WORK REQUEST —
All entries below must be written out verbatim, and the images must be dropped.
▬▬▬▬▬▬
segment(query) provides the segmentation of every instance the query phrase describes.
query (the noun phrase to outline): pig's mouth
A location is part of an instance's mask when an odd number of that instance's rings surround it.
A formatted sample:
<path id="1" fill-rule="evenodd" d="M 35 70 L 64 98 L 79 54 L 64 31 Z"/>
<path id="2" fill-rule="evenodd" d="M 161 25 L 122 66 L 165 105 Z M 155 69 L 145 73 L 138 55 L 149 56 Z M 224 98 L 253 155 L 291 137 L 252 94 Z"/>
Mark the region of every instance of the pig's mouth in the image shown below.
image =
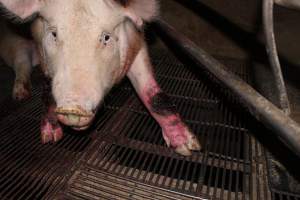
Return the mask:
<path id="1" fill-rule="evenodd" d="M 95 117 L 94 112 L 88 112 L 80 106 L 71 108 L 58 107 L 55 109 L 58 120 L 75 130 L 87 129 Z"/>

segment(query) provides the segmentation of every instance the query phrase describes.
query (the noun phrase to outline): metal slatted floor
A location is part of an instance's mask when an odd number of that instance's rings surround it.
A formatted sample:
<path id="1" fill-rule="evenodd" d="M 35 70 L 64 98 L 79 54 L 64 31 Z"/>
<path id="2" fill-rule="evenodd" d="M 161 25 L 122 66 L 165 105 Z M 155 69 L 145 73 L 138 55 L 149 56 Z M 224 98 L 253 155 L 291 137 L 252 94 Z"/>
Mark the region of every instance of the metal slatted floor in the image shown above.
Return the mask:
<path id="1" fill-rule="evenodd" d="M 222 61 L 250 82 L 246 65 Z M 0 199 L 282 199 L 268 187 L 264 148 L 236 100 L 165 52 L 153 63 L 202 151 L 183 157 L 167 148 L 128 80 L 109 93 L 89 130 L 65 128 L 61 142 L 42 145 L 36 86 L 28 101 L 0 107 Z"/>

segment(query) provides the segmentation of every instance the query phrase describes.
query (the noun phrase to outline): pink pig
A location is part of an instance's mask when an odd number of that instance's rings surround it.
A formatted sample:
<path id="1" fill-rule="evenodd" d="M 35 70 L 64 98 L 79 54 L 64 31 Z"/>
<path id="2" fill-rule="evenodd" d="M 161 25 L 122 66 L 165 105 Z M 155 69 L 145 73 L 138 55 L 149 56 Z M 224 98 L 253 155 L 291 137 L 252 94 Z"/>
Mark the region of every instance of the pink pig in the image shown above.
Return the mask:
<path id="1" fill-rule="evenodd" d="M 16 78 L 13 97 L 17 100 L 28 98 L 31 93 L 30 73 L 32 66 L 39 63 L 34 43 L 14 33 L 0 19 L 0 59 L 14 68 Z"/>
<path id="2" fill-rule="evenodd" d="M 42 141 L 63 136 L 57 123 L 84 130 L 105 94 L 128 76 L 162 127 L 168 146 L 191 155 L 200 144 L 154 79 L 142 26 L 158 15 L 155 0 L 0 0 L 21 19 L 38 14 L 32 31 L 55 104 Z"/>

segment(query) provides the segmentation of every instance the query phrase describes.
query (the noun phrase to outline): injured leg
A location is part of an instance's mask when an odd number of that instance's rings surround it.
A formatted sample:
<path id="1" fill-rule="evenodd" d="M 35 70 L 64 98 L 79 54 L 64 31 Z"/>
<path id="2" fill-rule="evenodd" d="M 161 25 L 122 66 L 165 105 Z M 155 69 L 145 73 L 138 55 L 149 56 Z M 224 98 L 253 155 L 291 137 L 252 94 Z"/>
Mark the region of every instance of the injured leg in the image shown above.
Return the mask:
<path id="1" fill-rule="evenodd" d="M 43 144 L 55 143 L 63 138 L 63 130 L 55 114 L 55 104 L 51 96 L 51 87 L 48 81 L 44 84 L 43 102 L 47 107 L 47 113 L 42 117 L 41 141 Z"/>
<path id="2" fill-rule="evenodd" d="M 140 50 L 127 76 L 151 115 L 160 124 L 167 145 L 185 156 L 191 155 L 191 151 L 200 150 L 198 139 L 155 81 L 146 47 Z"/>

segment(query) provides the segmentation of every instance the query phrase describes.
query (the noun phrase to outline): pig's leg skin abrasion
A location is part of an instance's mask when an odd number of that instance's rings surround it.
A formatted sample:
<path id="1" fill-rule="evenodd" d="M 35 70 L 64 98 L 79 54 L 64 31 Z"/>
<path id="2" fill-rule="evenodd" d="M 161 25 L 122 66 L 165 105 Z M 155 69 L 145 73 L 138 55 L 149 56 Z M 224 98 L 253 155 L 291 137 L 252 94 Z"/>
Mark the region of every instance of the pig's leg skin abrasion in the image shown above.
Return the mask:
<path id="1" fill-rule="evenodd" d="M 182 121 L 175 106 L 156 82 L 145 45 L 135 58 L 127 76 L 150 114 L 160 124 L 167 145 L 184 156 L 191 155 L 191 151 L 200 150 L 198 139 Z"/>
<path id="2" fill-rule="evenodd" d="M 46 78 L 47 79 L 47 78 Z M 63 130 L 55 113 L 55 103 L 51 95 L 50 81 L 47 79 L 43 84 L 43 103 L 47 108 L 41 122 L 41 141 L 43 144 L 55 143 L 63 138 Z"/>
▬▬▬▬▬▬
RESULT OF THE TASK —
segment(query) provides the segmentation of every instance the query phrase describes.
query (the noun phrase to outline): pig's mouth
A location is part of an instance's mask when an odd number of that instance's rings surround it.
A formatted sample:
<path id="1" fill-rule="evenodd" d="M 35 70 L 64 98 L 79 54 L 64 31 Z"/>
<path id="2" fill-rule="evenodd" d="M 161 25 L 122 66 L 165 105 Z M 155 69 L 145 73 L 138 55 L 149 56 Z M 224 98 L 253 155 L 291 137 L 252 94 Z"/>
Mark the region of every instance of the pig's mouth in the image shown below.
image =
Return the mask:
<path id="1" fill-rule="evenodd" d="M 95 117 L 94 112 L 88 112 L 80 106 L 71 108 L 58 107 L 55 109 L 58 120 L 75 130 L 87 129 Z"/>

segment(query) provides the segmentation of every instance the query phrase describes.
query (the noun phrase to outline): metal slatted floor
A location is part of an instance's mask when an odd number of that instance's rings surround it.
A formatted sample:
<path id="1" fill-rule="evenodd" d="M 35 70 L 64 98 L 79 54 L 64 31 Z"/>
<path id="2" fill-rule="evenodd" d="M 161 25 L 122 66 L 165 105 Z M 155 69 L 145 73 L 138 55 L 149 56 Z M 224 98 L 253 155 L 291 137 L 252 94 Z"/>
Mark the region of every instance of the metal slatted floor in the image shown above.
Return the mask:
<path id="1" fill-rule="evenodd" d="M 222 61 L 250 82 L 246 65 Z M 0 199 L 282 199 L 268 187 L 264 148 L 236 100 L 165 52 L 153 63 L 202 151 L 183 157 L 167 148 L 128 80 L 109 93 L 89 130 L 65 128 L 61 142 L 42 145 L 36 86 L 28 101 L 0 107 Z"/>

segment(query) provides the segmentation of every instance the query phrase describes.
query (the noun phrase to outline): pink pig
A location is part of an instance's mask when an odd number of that instance's rings surround it.
A formatted sample:
<path id="1" fill-rule="evenodd" d="M 35 70 L 64 98 L 79 54 L 64 31 Z"/>
<path id="2" fill-rule="evenodd" d="M 161 25 L 122 66 L 165 105 Z M 155 69 L 145 73 L 138 55 L 149 56 Z M 224 98 L 253 155 L 291 137 L 252 94 Z"/>
Mark the region of every instance of the pink pig in the image shown above.
Return the mask:
<path id="1" fill-rule="evenodd" d="M 16 78 L 13 97 L 17 100 L 28 98 L 31 93 L 30 73 L 32 66 L 39 63 L 34 43 L 14 33 L 0 19 L 0 59 L 14 68 Z"/>
<path id="2" fill-rule="evenodd" d="M 42 141 L 63 136 L 57 123 L 84 130 L 105 94 L 128 76 L 162 127 L 168 146 L 191 155 L 200 144 L 154 79 L 142 26 L 158 15 L 155 0 L 0 0 L 21 19 L 38 14 L 32 31 L 55 104 Z"/>

segment(query) provides the segmentation of every instance the query phrase describes.
query (the noun phrase to outline): injured leg
A location is part of an instance's mask when an odd number of that instance's rings surround it.
A formatted sample:
<path id="1" fill-rule="evenodd" d="M 35 70 L 64 98 L 79 54 L 64 31 Z"/>
<path id="2" fill-rule="evenodd" d="M 161 25 L 122 66 L 165 105 Z M 155 69 L 145 73 L 138 55 L 149 56 Z M 224 98 L 253 155 L 291 137 L 252 94 Z"/>
Mark the region of every instance of the injured leg in the image shown above.
Return the mask:
<path id="1" fill-rule="evenodd" d="M 43 144 L 55 143 L 63 138 L 63 130 L 55 114 L 55 104 L 51 96 L 51 87 L 48 81 L 44 84 L 43 102 L 47 107 L 47 113 L 42 117 L 41 141 Z"/>
<path id="2" fill-rule="evenodd" d="M 140 50 L 127 76 L 151 115 L 160 124 L 167 145 L 185 156 L 191 155 L 191 151 L 200 150 L 198 139 L 155 81 L 146 47 Z"/>

segment(query) provides the segmentation of every instance the query phrase describes.
query (the noun phrase to outline): pig's leg skin abrasion
A location is part of an instance's mask when an odd number of that instance's rings surround it.
A formatted sample:
<path id="1" fill-rule="evenodd" d="M 35 70 L 64 98 L 79 54 L 64 31 Z"/>
<path id="2" fill-rule="evenodd" d="M 161 25 L 122 66 L 165 105 Z M 155 69 L 145 73 L 138 55 L 149 56 Z M 224 98 L 253 155 L 291 137 L 252 94 Z"/>
Mark the region of every instance of the pig's leg skin abrasion in the image shown above.
Return the mask:
<path id="1" fill-rule="evenodd" d="M 182 121 L 175 106 L 156 82 L 145 45 L 135 58 L 127 76 L 150 114 L 160 124 L 167 145 L 184 156 L 191 155 L 191 151 L 200 150 L 198 139 Z"/>
<path id="2" fill-rule="evenodd" d="M 46 78 L 47 79 L 47 78 Z M 63 130 L 55 113 L 55 103 L 51 95 L 50 81 L 47 79 L 43 84 L 43 103 L 47 108 L 41 122 L 41 141 L 43 144 L 55 143 L 63 138 Z"/>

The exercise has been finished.